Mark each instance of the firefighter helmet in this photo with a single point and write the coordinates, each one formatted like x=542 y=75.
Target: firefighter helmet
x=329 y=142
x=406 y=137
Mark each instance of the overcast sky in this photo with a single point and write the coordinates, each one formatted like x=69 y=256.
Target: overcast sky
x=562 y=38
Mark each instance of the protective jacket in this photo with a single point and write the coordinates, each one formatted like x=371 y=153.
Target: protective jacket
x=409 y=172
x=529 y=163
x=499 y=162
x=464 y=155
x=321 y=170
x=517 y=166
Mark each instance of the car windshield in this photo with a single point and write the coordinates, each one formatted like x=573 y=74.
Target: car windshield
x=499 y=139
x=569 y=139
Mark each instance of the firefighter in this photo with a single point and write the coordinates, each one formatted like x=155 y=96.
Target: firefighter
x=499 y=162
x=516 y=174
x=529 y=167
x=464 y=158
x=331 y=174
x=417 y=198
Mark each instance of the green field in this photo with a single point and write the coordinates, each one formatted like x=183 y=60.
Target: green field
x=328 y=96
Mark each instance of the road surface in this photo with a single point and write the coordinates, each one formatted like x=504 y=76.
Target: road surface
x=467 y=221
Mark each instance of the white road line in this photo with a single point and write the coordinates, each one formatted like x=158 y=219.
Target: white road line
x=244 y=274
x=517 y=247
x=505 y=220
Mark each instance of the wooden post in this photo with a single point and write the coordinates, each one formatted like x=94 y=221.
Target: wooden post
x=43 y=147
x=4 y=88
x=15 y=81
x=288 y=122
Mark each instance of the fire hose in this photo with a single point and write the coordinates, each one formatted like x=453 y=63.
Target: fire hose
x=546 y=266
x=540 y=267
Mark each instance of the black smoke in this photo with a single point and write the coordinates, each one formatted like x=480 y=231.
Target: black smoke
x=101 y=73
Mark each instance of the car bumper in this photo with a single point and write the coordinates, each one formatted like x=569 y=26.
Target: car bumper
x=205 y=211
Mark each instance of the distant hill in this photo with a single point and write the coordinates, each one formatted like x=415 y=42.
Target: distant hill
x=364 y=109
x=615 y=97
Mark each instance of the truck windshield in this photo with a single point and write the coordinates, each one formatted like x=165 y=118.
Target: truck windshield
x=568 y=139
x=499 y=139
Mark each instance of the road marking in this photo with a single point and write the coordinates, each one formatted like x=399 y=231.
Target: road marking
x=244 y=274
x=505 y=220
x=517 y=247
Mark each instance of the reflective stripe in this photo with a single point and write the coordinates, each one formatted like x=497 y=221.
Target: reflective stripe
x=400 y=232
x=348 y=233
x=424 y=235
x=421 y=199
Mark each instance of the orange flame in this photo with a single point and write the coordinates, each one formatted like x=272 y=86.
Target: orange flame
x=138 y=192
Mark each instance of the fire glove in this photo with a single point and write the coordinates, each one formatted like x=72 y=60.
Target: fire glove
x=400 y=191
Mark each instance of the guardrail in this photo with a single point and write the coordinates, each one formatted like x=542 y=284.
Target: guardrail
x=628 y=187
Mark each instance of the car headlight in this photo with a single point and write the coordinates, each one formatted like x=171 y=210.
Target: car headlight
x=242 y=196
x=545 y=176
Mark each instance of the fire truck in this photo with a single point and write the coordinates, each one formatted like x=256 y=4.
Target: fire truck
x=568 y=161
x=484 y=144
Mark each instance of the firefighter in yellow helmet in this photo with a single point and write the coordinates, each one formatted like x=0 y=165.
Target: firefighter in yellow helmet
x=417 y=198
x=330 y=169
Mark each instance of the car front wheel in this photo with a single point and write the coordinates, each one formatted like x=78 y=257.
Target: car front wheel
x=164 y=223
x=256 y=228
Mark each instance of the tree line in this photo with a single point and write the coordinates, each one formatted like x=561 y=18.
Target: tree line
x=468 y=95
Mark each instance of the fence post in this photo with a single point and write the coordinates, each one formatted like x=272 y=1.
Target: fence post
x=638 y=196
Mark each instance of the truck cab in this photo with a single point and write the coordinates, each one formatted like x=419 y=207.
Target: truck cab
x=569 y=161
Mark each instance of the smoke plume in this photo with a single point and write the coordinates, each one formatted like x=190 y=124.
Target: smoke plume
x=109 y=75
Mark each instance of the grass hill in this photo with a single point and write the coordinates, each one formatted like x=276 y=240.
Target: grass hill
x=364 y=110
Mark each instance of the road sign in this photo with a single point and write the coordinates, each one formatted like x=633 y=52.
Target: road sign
# # # # #
#### [What you have to do]
Rewrite the lines from the line with "Mark each instance of the road surface" to the line with "x=421 y=199", swapping "Target" for "Label" and leaving everything else as is.

#### [Answer to the problem]
Mark each instance of the road surface in this photo with a single point and write the coordinates, each one formatted like x=504 y=76.
Label: road surface
x=467 y=221
Mark each instance of the white road line in this photo with a single point and write the coordinates, each one formatted like x=158 y=219.
Label: white road line
x=244 y=274
x=517 y=247
x=505 y=220
Mark each instance of the wooden post in this photo with a single point and write the coordinates, each one formatted like x=94 y=221.
Label: wooden post
x=43 y=147
x=4 y=88
x=15 y=81
x=288 y=122
Mark each instance of the fire hose in this photo with a single point and write the coordinates, each one formatted like x=453 y=63.
Label: fire hose
x=546 y=266
x=540 y=267
Mark each instance of the black smoke in this photo with a single point and write the coordinates, each one formatted like x=480 y=231.
Label: black smoke
x=101 y=73
Mark each instance of the car bumper in this photo with a single point and write the coordinates, each one formatted like x=569 y=26.
Label: car bumper
x=205 y=211
Mark each instance of the distant hill in this photo with a single point and write the coordinates, each one formatted like x=415 y=42.
Label: distant hill
x=364 y=109
x=615 y=97
Mark each instance of the truck windshield in this photo with a single point and write the coordinates, each one formatted like x=165 y=118.
Label: truck windshield
x=568 y=139
x=499 y=139
Mark each instance of the road marking in this photo with a single point and write the coordinates, each one formatted like x=399 y=231.
Label: road marking
x=244 y=274
x=505 y=220
x=517 y=247
Mark each instance of the reflective stripe in this photo with a single point and write the coordinates, each one formatted like x=497 y=221.
Label: reflective stripe
x=400 y=232
x=348 y=233
x=424 y=235
x=421 y=199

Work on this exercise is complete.